◆ Selection:
* * *

Location to start the flood fill algorithm when
mesh is evaluated. This is actually three variables,
flood_fill_start0,
flood_fill_start1, and
flood_fill_start2, specifying the \( x_0 \), \( x_1 \), and \( x_2 \) coordinates, respectively. If any of the coordinates are not within the
flow domain (which is the case by default), the flood fill start location will effectively default to the minimum corner of the domain offset by a distance of
mesh_extreme_eps times the domain size.
flow_iters
Default: 1
Number of times to update the real flow equations for each nominal solver iteration.
flux_tol
Default: 1e-3
Tolerance on the flux convergence for AMR criteria. Extruded elements will be refined in the wall-normal direction if the jump in viscous momentum flux between neighboring elements exceeds flux_tol multiplied by the RMS viscous wall-normal momentum flux in the extruded elements.
general_tolerance
Default: 1.
General tolerance factor which is incorporated into nearly every numerical uncertainty tolerance in the code. The idea is that by parameterizing all of the tolerances by this one value, every source of numerical error should be O(general_tolerance). So, if you want to establish confidence that your simulation is accurate, all you need to do is reduce general_tolerance and evaluate how much the outputs change. However, much more testing is currently needed to validate that claim.
geom_atol
Default: 0.

* * *

◆ Supplied records:
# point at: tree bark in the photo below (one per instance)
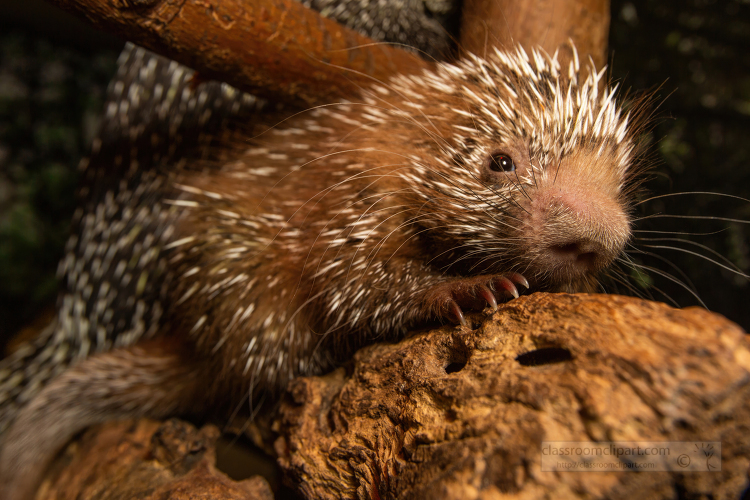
(276, 49)
(462, 413)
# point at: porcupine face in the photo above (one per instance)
(533, 177)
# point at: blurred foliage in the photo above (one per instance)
(693, 51)
(50, 100)
(694, 54)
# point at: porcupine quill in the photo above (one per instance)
(305, 239)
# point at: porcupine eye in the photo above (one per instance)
(500, 162)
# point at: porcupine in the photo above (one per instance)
(431, 195)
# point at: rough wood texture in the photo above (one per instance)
(276, 49)
(146, 460)
(549, 23)
(454, 414)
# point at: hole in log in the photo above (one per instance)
(457, 356)
(544, 356)
(454, 367)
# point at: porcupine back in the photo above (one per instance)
(114, 279)
(157, 116)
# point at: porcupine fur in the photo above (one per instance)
(355, 222)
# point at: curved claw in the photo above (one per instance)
(487, 295)
(458, 313)
(508, 285)
(520, 280)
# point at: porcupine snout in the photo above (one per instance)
(575, 230)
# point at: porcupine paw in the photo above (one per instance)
(450, 300)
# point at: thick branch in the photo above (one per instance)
(276, 49)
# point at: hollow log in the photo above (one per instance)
(463, 413)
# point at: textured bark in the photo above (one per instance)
(276, 49)
(545, 23)
(460, 413)
(146, 460)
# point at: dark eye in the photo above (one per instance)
(500, 162)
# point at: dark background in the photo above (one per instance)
(54, 71)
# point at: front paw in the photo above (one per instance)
(450, 300)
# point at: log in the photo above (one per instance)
(461, 413)
(146, 460)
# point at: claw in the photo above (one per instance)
(487, 295)
(520, 280)
(508, 285)
(458, 313)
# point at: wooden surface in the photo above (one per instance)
(276, 49)
(461, 414)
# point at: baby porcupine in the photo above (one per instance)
(352, 223)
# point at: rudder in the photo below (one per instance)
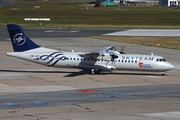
(19, 40)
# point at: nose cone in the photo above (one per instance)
(170, 66)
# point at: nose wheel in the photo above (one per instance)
(95, 71)
(162, 73)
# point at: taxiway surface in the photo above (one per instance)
(30, 91)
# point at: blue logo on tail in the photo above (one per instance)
(19, 39)
(53, 58)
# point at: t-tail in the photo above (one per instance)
(20, 41)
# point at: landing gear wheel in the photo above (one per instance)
(95, 71)
(92, 71)
(162, 73)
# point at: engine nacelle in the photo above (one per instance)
(104, 56)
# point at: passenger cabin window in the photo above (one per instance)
(160, 59)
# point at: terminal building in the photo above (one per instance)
(169, 3)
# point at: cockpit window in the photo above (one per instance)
(160, 59)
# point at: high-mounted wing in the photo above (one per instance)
(101, 54)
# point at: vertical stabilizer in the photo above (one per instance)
(19, 40)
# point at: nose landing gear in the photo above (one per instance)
(95, 71)
(162, 73)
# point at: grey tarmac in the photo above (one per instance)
(34, 92)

* * *

◆ Objectives:
**1)** Locate every line of the records that contains the word "porcupine" and copy each one, matching case exactly.
**2)** Carry on the solver parameter reference from the point where it stops.

◆ Responses per task:
**1)**
# point at: porcupine face in the photo above (one per instance)
# point at: porcupine quill in the photo above (one per instance)
# point at: porcupine eye in the photo above (one per instance)
# point at: porcupine in the photo above (one per instance)
# point at: porcupine back in the photo above (one per instance)
# point at: porcupine fur in the photo above (one per instance)
# point at: porcupine snout in the photo above (one per instance)
# point at: porcupine paw in the photo above (one per instance)
# point at: baby porcupine in the photo above (one per instance)

**2)**
Geometry fit absolute tolerance. This is a dimensional quantity (in meters). When performing geometry-based refinement with
geom_refine_if, stipulates that elements need not be refined as long as the estimated maximum distance between the element surface and the true geometry surface is less than this value. Note that this tolerance adds to
geom_rtol, so the least strict condition usually dominates.
geom_refine_if
Default: {(uncertainty > (geom_rtol*reference_length + geom_atol)*general_tolerance & ref_level < max_ref_level*$size_tolerance & nominal_size > min_elem_size*$size_tolerance)}
Mesh refinement criterion for geometry-based refinement, after the geometry is added. Each of these refinement sweeps will result in the extruded elements being regenerated and the vertex smoothing being performed again, so this is the most computationally expensive refinement phase. Works like
init_refine_if, except that
wall_distance,
wall_dimension, and
uncertainty have now been defined.
uncertainty is set to an estimate in the error of the polynomial fit to the geometry. Specifically, some points on the faces of surface elements are sampled, and
uncertainty is set to their average distance from the true geometry surface (in the \( L_2 \) Gaussian quadrature norm). The default value of
geom_refine_if will refine elements if their uncertainty is greater than the quantity
geom_rtol *
reference_length +
geom_atol , unless their refinement level exceeds
max_ref_level or their nominal edge length is less than
min_elem_size.
geom_rtol
Default: 1e-7
Geometry fit tolerance relative to geometry bounding box. When performing geometry-based refinement with
geom_refine_if, stipulates that elements need not be refined as long as the estimated maximum distance between the element surface and the true geometry surface is less than this fraction of the length of the diagonal of the geometry bounding box. Note that this tolerance adds to
geom_atol, so the least strict condition usually dominates.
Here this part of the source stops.